**Task goal**
Copy these items word for word, starting at the line that has "Locate the decorative" and stopping after the line that has "Locate the beige".

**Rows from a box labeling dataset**
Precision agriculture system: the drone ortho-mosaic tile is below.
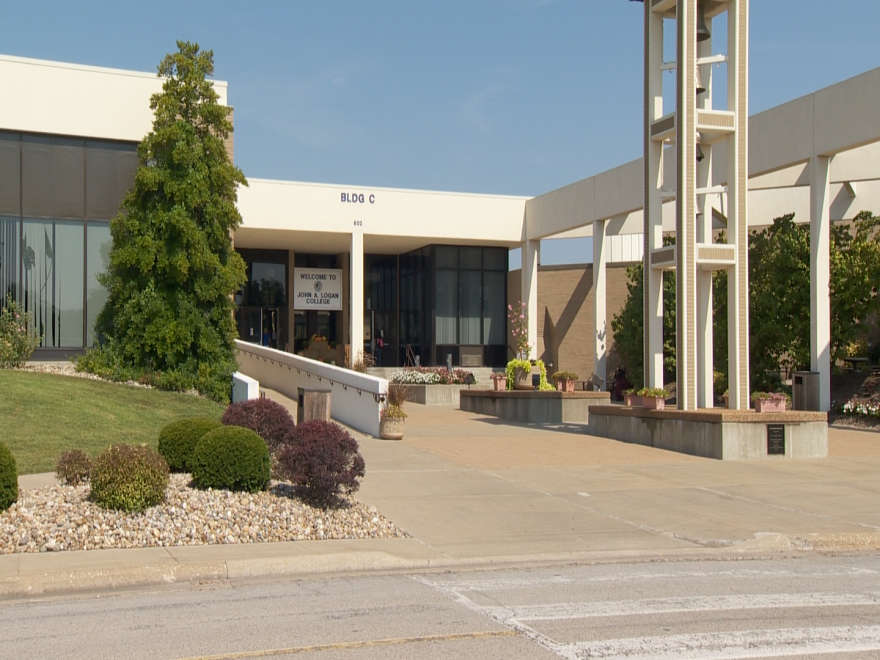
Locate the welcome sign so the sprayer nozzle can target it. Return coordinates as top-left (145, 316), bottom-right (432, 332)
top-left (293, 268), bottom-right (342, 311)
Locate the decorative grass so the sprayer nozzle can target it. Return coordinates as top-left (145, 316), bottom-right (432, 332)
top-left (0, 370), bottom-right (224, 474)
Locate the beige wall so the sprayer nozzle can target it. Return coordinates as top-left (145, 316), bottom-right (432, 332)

--

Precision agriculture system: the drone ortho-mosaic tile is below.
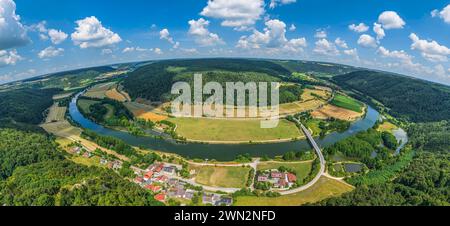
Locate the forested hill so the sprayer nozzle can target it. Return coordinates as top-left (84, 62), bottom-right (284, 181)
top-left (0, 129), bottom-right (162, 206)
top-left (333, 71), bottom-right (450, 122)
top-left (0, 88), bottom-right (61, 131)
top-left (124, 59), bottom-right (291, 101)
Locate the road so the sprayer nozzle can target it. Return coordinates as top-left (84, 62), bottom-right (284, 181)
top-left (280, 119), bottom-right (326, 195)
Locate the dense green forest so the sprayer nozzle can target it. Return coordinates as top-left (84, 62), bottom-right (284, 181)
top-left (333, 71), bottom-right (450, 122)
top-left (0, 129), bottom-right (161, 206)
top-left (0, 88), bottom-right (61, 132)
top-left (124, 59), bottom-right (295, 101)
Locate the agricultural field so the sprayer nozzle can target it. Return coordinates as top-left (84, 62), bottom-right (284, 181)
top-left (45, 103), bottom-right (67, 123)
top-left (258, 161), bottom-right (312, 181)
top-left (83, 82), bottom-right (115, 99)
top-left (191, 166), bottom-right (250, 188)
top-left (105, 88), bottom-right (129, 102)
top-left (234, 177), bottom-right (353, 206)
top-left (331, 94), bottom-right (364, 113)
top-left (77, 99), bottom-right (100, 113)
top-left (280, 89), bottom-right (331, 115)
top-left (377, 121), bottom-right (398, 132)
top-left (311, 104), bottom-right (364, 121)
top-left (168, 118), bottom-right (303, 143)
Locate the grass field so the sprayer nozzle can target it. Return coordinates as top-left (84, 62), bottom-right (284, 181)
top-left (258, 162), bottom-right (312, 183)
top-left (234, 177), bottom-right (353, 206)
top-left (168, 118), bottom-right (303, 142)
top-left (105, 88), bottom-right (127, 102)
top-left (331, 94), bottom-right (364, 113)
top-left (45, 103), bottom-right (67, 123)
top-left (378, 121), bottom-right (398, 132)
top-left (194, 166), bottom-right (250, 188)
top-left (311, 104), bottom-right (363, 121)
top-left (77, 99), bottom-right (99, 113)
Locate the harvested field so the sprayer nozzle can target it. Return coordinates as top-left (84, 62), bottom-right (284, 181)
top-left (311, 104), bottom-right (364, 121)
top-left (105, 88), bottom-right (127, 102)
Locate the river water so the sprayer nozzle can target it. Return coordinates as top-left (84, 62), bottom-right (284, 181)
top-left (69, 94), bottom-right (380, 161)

**Exercise solution**
Locate the decorative grass so the sprayer nozzle can target it. Return coordinates as top-left (145, 316), bottom-right (432, 332)
top-left (0, 370), bottom-right (224, 474)
Locate the beige wall so the sprayer nozzle can target it. Return coordinates as top-left (145, 316), bottom-right (432, 332)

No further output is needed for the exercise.